> **Textauszug**:
+++++

Doch um endgültige Befreiung zu erlangen braucht es mehr, als nur einen rechten Lebenswandel (sila), den der Buddha anfangs über Askese zu verwirklichen suchte – ohne Erfolg, da er zwar seinen Körper durch das minimalistische Leben von allerlei Begehrlichkeiten befreite, nicht jedoch seinen Geist. Also ging er bei vedischen und upanischadischen Meistern in die Lehre, um die Konzentration des Geistes und dessen Vertiefungen zu erlernen (samadhi). Doch auch diese sehr erhabenen und glückseligen Zustände einer vollkommenen Geistesruhe konnten den Buddha nicht zufriedenstellen. Sobald er aus der meditativen Versenkung zurückkehrte, begannen alte Verstrickungen und Muster wieder zu wirken und das Leiden kehrte zurück. Endgültige Befreiung erlangte „der Erwachte“ (buddha) erst durch Vipassana, der Entstehung eines inneren, intuitiven Wissens (panja) und dem damit verbundenen tiefen Verstehen des Lebens und seiner Gesetzmäßigkeiten (dhamma).
Die Definition von Vipassana Meditation
Vipassana bedeutet Einsicht, „etwas mit Klarblick“ zu sehen, etwas „auf besondere Weise anzusehen“ oder aber auch „in etwas hineinblicken“ oder „etwas zu durchschauen“. Vipassana Meditation (auf Pali vipassana bhavana) beschreibt also eine besondere Form der Innenschau, mit der Absicht, etwas tiefer zu verstehen, zu durchschauen, und über diese radikale Erkenntnis Befreiung zu erlangen. Die buddhistische Einsichtsmeditation ist damit der direkte Weg, das durch Nichtsehen und Unbewusstheit (avijjâ), Verblendung (kilesa) verursachte Leiden (dukkha) zu überwinden. Doch, was sehen wir nun, wenn wir klarblicken und durchschauen?

+++++

> **Bereitgestelltes Material**:

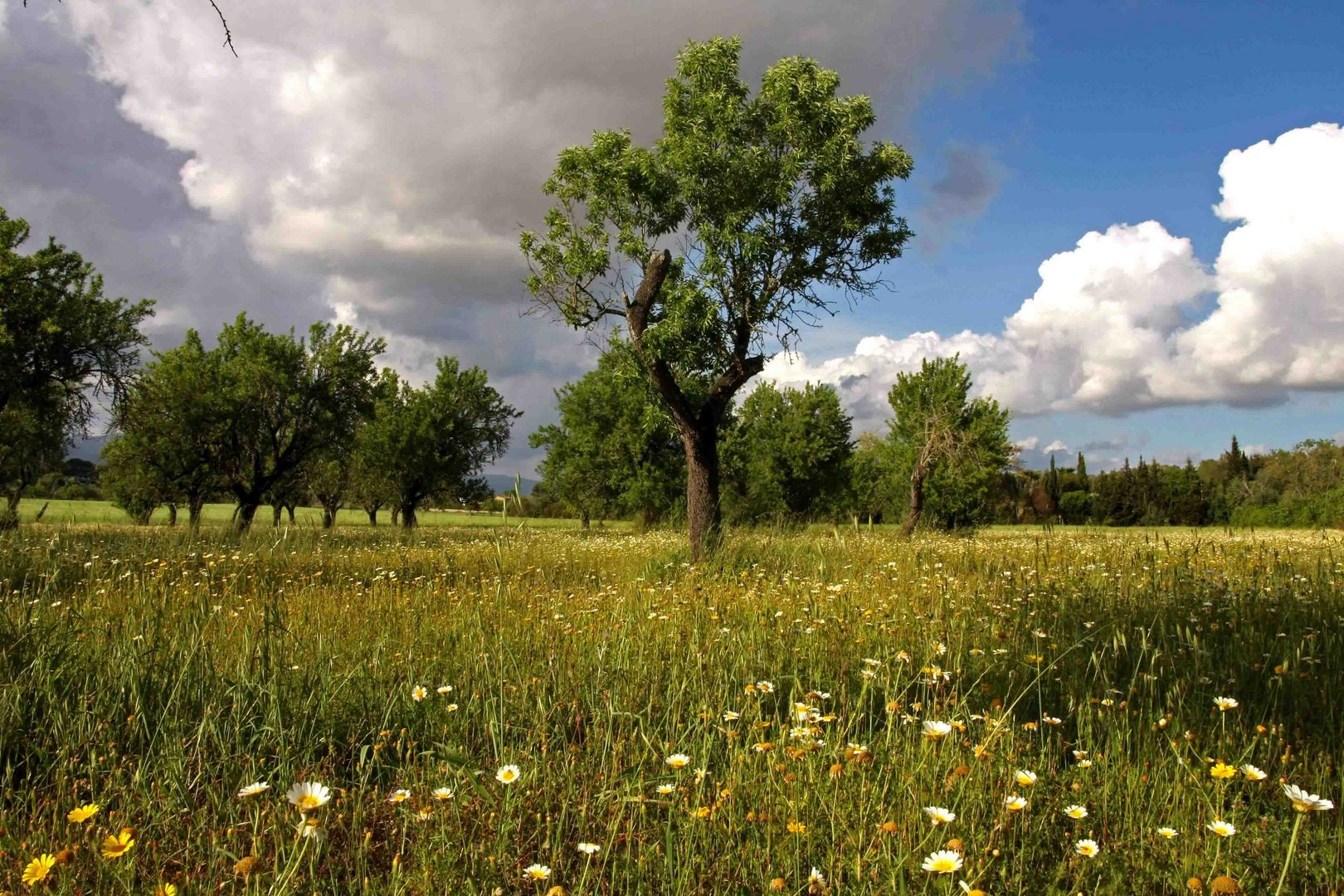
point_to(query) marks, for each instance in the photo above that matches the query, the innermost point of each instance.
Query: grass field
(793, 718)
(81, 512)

+++++

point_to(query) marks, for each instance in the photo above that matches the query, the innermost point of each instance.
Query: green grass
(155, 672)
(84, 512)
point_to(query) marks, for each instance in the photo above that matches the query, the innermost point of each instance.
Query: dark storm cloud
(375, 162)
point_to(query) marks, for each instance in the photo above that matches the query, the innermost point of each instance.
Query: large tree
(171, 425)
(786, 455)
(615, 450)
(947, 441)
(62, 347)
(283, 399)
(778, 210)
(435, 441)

+++++

> **Ziel der Übung**: Nennen Sie sämtliche Begriffe, die im ersten Absatz des Textauszugs über die Vipassana-Meditation in Klammern stehen. Das Material steht in keinem Zusammenhang mit dem Textauszug.

> **Lösung**: sila, samadhi, buddha, panja, dhamma